▶ **SUPPLIED PASSAGE**
========================

VICTORIA — British Columbia’s ombudsperson says a decades-old portion of the Transportation Act has holes big enough that a logging truck could drive through.

Jay Chalke says it’s “unjust” that a section in the act allows some roads on private property to be automatically considered public if government money is spent on maintenance, without the property owner’s knowledge or consent.

A report from Chalke’s office highlights cases where an owner was surprised that she couldn’t stop logging trucks from using the road through her property, while another thought he was using a public road to get to his property, but when it was blocked the Transportation Ministry said it couldn’t help because the road was private. 

The report says property owners are not compensated for the reduction in the size of their property when public roads are created and there’s no easy way to determine a road’s ownership.

Chalke’s report makes seven recommendations, including that the law be amended to prevent new roads under the act and that a public notice system be created.

========================

▶ **THE DATA**
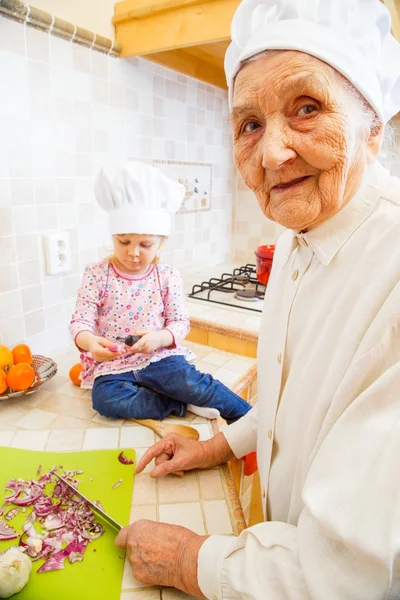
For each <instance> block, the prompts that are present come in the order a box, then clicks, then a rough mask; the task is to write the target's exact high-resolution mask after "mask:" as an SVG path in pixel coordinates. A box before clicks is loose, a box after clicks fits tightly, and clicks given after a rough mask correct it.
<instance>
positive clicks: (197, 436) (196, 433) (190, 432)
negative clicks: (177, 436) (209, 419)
mask: <svg viewBox="0 0 400 600" xmlns="http://www.w3.org/2000/svg"><path fill="white" fill-rule="evenodd" d="M132 421H135V422H136V423H139V424H140V425H144V427H149V428H150V429H152V430H153V431H154V432H155V433H156V434H157V435H158V436H160V438H163V437H165V436H166V435H168V433H179V435H183V437H187V438H190V439H191V440H198V439H199V432H198V431H197V429H194V427H189V426H188V425H177V424H176V423H163V422H161V421H153V419H132Z"/></svg>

========================

▶ **WORK INSTRUCTION A**
Using the article on the Transportation Act, answer these:
(i) Who is British Columbia's ombudsperson?
(ii) Under the section of the act he criticizes, what causes some roads on private property to be automatically considered public?
(iii) How many recommendations does his report make?
▶ **WORK INSTRUCTION B**
Carry the article on the Transportation Act forward from its final sentence.

▶ **WRITTEN RESPONSE A**
(i) Jay Chalke.
(ii) Government money being spent on their maintenance.
(iii) Seven.

▶ **WRITTEN RESPONSE B**
A response from the Transportation Ministry says it agrees with many of the recommendations but adds that creating a publicly accessible registry would require more funding and could take a decade.

The ministry says the section is little used and if a road is needed in the public interest it “takes steps to acquire the necessary highway tenure through negotiations with the owner and legal survey.

“In cases where the owners are unwilling to dedicate the road as public highway, then the matter may be referred to the courts.”

Chalke’s findings echo a similar report made by the ombudsman’s office in 1985, which also remain unaddressed.